Source extract:
┏━━

So, You Want to Build an Analytics Capability?
With the abundance of cloud platforms and pay-as-you-go tools, building an analytics capability may seem straightforward at first—just sign up, load some data, and start doing Data Science or even AI.
However, the reality is far more complex.
TLDR; analytics is solved by people with skills, not technology
If You Know Your History
Once upon a time – certainly prior to the late 1980s – the only way to gain insight from computer systems was via operational reports. These were baked into the ‘systems of record’ that still underpin most organisations.
During the latter half of the 1980s things started to change: dedicated ‘Information Systems’ (IS) started to be developed. No longer would organisations be limited to what could be gleaned from often inflexible reports run against operational systems.
Over the years there have been various labels related to Information Systems such as:

The labels in use at present include ‘Analytics’, ‘Data Analytics’ and ‘Data Science’.

┗━━

Task requirements:
a – Using the article on building an analytics capability, answer:
(i) According to the TLDR, what solves analytics?
(ii) During what period did dedicated Information Systems start to be developed?
(iii) Which labels are in use at present?
b – Extract every line of the records that contains the word "road".

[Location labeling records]
┏━━

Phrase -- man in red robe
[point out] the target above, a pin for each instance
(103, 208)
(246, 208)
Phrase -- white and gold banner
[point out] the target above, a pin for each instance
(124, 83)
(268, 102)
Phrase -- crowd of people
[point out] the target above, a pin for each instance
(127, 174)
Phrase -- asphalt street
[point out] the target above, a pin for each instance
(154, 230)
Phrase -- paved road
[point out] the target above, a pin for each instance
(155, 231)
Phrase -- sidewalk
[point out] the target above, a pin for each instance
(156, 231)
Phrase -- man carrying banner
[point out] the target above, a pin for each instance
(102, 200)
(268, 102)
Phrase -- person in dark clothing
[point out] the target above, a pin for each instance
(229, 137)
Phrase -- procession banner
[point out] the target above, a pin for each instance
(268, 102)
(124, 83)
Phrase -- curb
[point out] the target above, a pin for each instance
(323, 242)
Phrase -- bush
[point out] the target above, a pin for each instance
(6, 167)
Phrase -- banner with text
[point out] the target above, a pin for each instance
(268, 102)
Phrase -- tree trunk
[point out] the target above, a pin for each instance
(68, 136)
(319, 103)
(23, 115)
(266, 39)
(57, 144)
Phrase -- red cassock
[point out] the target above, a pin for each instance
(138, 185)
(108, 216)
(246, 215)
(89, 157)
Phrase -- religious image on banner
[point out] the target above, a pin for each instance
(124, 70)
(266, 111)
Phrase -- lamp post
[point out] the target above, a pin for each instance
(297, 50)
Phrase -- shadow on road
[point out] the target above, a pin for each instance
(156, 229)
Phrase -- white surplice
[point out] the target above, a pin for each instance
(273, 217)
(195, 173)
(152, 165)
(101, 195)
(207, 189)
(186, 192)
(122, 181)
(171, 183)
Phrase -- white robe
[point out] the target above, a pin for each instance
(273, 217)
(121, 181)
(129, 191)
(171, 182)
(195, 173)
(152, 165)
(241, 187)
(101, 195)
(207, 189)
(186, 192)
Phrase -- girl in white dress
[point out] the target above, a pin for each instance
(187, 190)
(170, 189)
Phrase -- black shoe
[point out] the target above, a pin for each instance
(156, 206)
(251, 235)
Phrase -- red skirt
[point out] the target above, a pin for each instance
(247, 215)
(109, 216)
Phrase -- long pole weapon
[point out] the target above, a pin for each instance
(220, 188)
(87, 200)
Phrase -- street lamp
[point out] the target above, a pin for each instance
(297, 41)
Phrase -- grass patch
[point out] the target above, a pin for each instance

┗━━

Responses to the tasks:
a –
(i) People with skills, not technology.
(ii) The latter half of the 1980s.
(iii) 'Analytics', 'Data Analytics' and 'Data Science'.

b –
Phrase -- paved road
Phrase -- shadow on road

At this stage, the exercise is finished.